__Task brief__
Write out every line of the records below as a numbered list, skipping any blank lines.

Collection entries
........
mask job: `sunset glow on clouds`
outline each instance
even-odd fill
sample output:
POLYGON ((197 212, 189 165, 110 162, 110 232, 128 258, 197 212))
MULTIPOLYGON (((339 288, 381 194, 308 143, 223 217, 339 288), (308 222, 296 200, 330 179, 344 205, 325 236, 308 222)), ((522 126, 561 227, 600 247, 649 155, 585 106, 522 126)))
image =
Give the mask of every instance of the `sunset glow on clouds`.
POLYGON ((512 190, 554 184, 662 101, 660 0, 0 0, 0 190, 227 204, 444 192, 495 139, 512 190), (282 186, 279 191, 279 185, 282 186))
........
__Task response__
1. mask job: `sunset glow on clouds`
2. outline each instance
3. even-odd fill
4. sample output:
5. POLYGON ((197 212, 189 165, 110 162, 110 232, 128 258, 197 212))
6. MULTIPOLYGON (((339 288, 381 194, 308 143, 223 217, 339 288), (308 222, 296 200, 330 179, 344 205, 325 236, 308 222)), ((522 126, 561 227, 600 247, 649 155, 585 106, 522 126)))
7. image =
8. Give the mask of every instance of the `sunset glow on clouds`.
9. POLYGON ((512 190, 554 184, 662 101, 660 0, 0 0, 0 190, 227 204, 444 192, 495 139, 512 190), (282 186, 279 191, 279 185, 282 186))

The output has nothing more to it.